> _Exercise 1_
Print the listing verbatim, starting at its first line and ending at the line containing "Target: white fabric backdrop", both lines included.

After years of inaction on the environment, when Liberals want to look green, they hug Jack Layton.

Which is kinda why New Democrats say people who want real solutions for the environment should vote for the guy with a solid record of delivering them, instead of the guy standing next to him.

13 comments:

James Curran said...

I thiink it's Jack who's actong green by association. EnWave was around long before Jack. http://www.enwave.com/history.php

Steve V said...
This comment has been removed by the author.
Steve V said...

Jack Layton on Stephane Dion:

"But also a man who is, if I may say so across the partisan divide, distinct from his principal opponents in being a committed Canadian and a man of principle and conviction."

Now he's a craven opportunist, go figure.

Blogging Horse said...

James: Enwave may have existed but the project Dion stood in front of today - the deep water cooling station - was begun because Jack Layton and other visionaries rolled up their sleeves and got it done. (something Dion could have done with Kyoto when he had the chance, but didn't).

Steve: Doubtless Layton believed those words when he said them. He may still. It doesn't change the fact that Dion didn't care much for Kyoto when he was in cabinet (source: Christine Stewart) and now that's he's leader has stuffed his principles and propped up the Harper agenda for the sole reason that his polling numbers are poor.

> _Dataset records_
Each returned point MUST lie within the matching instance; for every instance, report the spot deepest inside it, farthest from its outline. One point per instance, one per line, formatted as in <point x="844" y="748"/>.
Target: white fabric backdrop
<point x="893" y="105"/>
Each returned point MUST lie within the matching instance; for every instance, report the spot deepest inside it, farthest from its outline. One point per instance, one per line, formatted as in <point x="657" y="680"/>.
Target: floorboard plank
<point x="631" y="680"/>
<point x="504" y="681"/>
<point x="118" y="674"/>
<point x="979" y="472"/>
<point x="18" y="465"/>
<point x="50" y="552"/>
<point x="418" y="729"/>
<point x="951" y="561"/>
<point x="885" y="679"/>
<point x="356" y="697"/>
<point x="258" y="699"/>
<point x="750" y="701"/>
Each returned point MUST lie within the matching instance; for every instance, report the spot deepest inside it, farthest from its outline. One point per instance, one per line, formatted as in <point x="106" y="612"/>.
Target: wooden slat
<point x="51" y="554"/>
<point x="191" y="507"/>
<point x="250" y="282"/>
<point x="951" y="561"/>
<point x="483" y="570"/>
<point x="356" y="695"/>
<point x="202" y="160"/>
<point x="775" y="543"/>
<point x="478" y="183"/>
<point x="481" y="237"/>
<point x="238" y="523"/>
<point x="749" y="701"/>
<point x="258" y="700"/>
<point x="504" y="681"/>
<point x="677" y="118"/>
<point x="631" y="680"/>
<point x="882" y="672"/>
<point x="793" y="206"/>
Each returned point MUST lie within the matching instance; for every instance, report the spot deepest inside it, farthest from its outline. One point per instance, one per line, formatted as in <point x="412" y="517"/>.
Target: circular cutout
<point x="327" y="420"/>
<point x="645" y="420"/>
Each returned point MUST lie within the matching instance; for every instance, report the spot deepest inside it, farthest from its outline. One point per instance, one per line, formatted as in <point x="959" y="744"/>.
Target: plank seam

> _Exercise 2_
Proceed with the blog post and comment thread on Jack Layton and the Liberals' environmental record, picking up after its last sentence.

> _Written answer 1_
Each returned point MUST lie within the matching instance; for every instance, report the spot deepest inside it, farthest from its outline. One point per instance, one per line, formatted as in <point x="844" y="748"/>.
Target: white fabric backdrop

> _Written answer 2_
And that just doesn't pass the smell test for progressive leadership.

Steve V said...

blogging

If that were true, why did the environmentalists like Dion? I mean, if he was doing nothing at the end, why the support? That doesn't pass the smell test. Hey, I didn't vote for them either last election, but Dion isn't responsible for the entire Liberal mandate.

rabbit said...

forgetting of course to mention that revenue from carbon taxes in those countries are plowed into green investments, not pointless tax cuts.

Well, I guess Dion could skip the tax cuts. Good luck selling it, though.

The point of the pointless cuts is so that the total tax burden is not increased. Dion probably feels this is necessary because trying to sell a tax increase is a real slog.

Blogging Horse said...

Steve: The environmentalists may have liked Dion as a person, but they didn't like his policies. About a dozen of them crapped on his "Project Green" Kyoto plan in 2005 when he was minister. (http://www.pembina.org/media/media-release.php?id=1137) So, for that matter did the federal Environment Commissioner, saying like Iggy "it wouldn't get it done."

Rabbit said: The point of the pointless cuts is so that the total tax burden is not increased. Dion probably feels this is necessary because trying to sell a tax increase is a real slog.

Yeah, that's true. So Dion's isn't a comparable at to European carbon taxes which DO plow revenues into green solutions. One more reason why Dion has stopped talking about emissions reductions at all.

James Curran said...

Yep. Environmentalists sure don't like Dion.

http://femmeverte.blogspot.com/2007/12/montral-2005-unfccc-video-retrospective.html

Jennifer Smith said...

Please, tell us just how far the NDP has managed to advance their agenda under the current Conservative government. Getting a lot of cooperation and compromise out of them, are you?

Having the best ideas in the world isn't going to do anybody any good while our country is being run by people whose philosophy is diametrically opposed to our own.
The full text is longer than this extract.